- _Werkinstructie_: Verzamel uit de rijen hieronder elke regel die het woord "wooden" bevat, en neem die regels ongewijzigd over.

- _Getoonde rijen_:
───

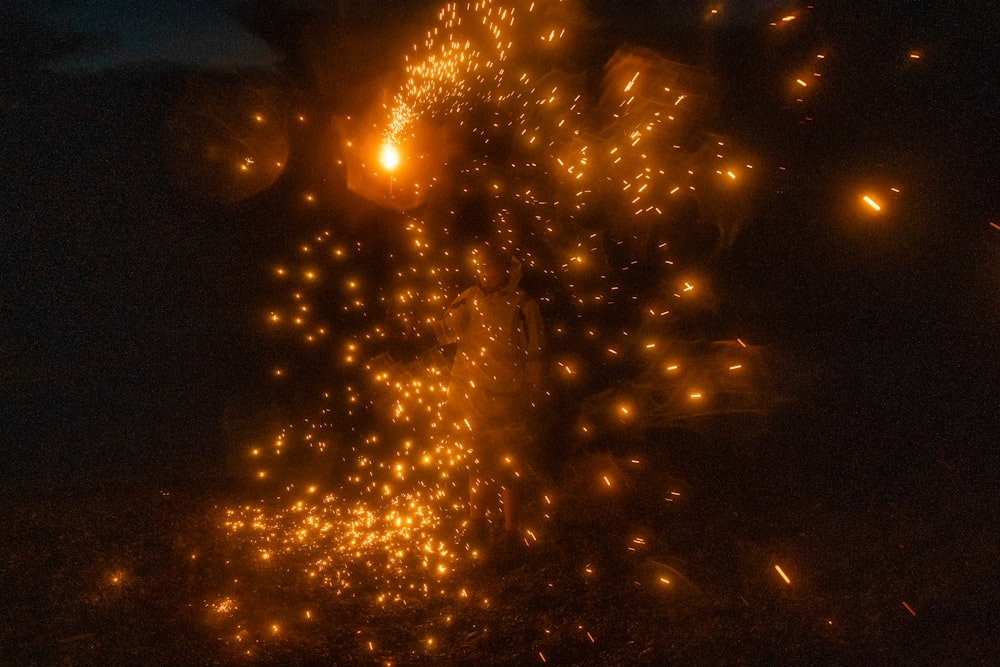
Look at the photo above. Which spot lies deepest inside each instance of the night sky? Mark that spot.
(102, 348)
(764, 236)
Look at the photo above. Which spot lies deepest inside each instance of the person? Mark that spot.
(495, 383)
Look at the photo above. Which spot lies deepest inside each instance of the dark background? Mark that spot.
(130, 309)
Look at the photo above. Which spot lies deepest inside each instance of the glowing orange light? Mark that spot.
(389, 156)
(871, 202)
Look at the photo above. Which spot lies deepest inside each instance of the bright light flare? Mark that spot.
(389, 156)
(875, 206)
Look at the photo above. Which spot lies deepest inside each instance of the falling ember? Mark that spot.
(872, 203)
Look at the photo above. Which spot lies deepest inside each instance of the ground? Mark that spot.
(898, 570)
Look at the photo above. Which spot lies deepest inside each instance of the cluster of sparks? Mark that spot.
(589, 191)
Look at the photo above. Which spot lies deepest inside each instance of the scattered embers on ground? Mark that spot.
(731, 569)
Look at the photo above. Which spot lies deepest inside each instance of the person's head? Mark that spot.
(492, 267)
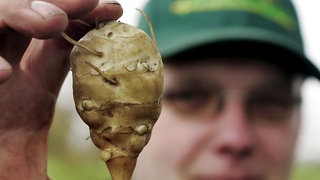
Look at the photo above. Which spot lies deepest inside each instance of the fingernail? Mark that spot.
(5, 69)
(46, 9)
(4, 65)
(109, 2)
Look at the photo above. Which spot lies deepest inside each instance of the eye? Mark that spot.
(187, 100)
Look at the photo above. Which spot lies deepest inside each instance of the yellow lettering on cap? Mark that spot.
(264, 8)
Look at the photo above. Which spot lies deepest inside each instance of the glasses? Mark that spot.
(272, 103)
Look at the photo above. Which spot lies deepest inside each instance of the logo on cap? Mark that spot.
(265, 8)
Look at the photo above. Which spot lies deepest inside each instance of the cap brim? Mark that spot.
(211, 36)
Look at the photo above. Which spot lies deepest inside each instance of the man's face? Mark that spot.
(223, 121)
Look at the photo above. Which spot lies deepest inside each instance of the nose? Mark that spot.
(232, 136)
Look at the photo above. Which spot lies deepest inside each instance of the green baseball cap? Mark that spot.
(183, 25)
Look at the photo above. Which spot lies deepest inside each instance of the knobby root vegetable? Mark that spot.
(117, 84)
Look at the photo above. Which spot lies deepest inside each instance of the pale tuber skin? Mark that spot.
(117, 83)
(40, 61)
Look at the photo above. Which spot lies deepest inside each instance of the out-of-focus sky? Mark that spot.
(309, 143)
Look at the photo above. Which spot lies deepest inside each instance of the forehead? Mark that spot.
(225, 71)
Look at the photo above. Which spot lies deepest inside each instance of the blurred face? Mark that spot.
(223, 121)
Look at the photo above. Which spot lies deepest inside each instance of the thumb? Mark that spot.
(38, 19)
(5, 70)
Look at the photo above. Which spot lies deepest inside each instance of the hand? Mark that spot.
(34, 61)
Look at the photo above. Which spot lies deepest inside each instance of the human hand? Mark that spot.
(34, 61)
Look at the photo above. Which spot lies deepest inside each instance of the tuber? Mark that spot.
(117, 86)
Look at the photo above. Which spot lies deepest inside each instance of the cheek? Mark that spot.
(174, 139)
(276, 146)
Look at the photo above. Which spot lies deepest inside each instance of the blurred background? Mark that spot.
(72, 155)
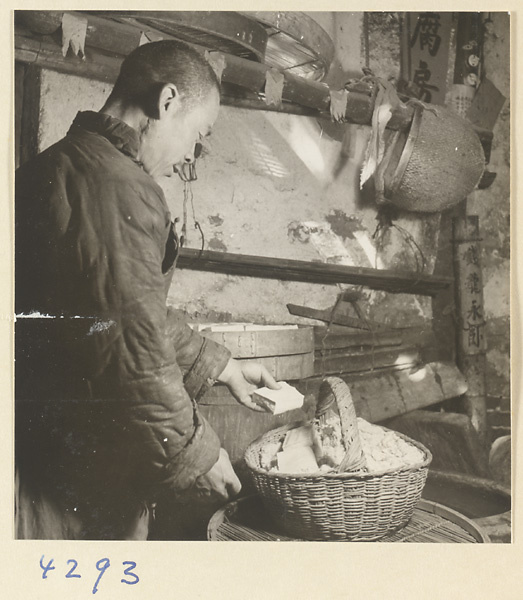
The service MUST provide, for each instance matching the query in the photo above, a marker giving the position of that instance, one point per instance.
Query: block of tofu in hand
(278, 401)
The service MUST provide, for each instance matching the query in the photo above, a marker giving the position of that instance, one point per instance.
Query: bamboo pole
(471, 346)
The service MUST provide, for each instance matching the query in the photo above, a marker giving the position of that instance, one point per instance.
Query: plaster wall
(275, 185)
(287, 186)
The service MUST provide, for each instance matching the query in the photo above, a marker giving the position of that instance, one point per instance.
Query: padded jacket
(107, 375)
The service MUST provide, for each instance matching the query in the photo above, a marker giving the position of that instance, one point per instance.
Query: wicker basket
(337, 506)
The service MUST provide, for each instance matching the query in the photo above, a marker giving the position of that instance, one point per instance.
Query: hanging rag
(148, 36)
(74, 31)
(386, 101)
(274, 80)
(338, 104)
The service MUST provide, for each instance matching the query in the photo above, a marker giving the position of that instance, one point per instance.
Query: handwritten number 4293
(102, 565)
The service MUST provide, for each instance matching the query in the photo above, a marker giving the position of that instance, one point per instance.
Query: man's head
(176, 92)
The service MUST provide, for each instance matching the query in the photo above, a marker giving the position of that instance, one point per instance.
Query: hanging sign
(425, 47)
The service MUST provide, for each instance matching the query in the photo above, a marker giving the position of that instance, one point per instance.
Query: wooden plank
(310, 272)
(30, 119)
(325, 338)
(382, 395)
(19, 99)
(471, 352)
(451, 438)
(104, 49)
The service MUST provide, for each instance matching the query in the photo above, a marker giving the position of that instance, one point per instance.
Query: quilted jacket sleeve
(200, 359)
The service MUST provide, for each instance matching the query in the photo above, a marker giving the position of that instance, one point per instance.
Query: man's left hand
(243, 378)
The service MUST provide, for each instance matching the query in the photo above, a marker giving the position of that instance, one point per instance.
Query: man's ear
(169, 100)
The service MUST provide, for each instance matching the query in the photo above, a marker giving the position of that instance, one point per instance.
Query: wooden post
(471, 347)
(30, 117)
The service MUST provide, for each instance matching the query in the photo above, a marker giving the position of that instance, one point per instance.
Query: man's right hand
(219, 484)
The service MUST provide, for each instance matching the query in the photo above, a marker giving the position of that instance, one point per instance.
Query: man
(106, 375)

───

- _Antwoord opdracht_:
Query: wooden plank
Query: wooden post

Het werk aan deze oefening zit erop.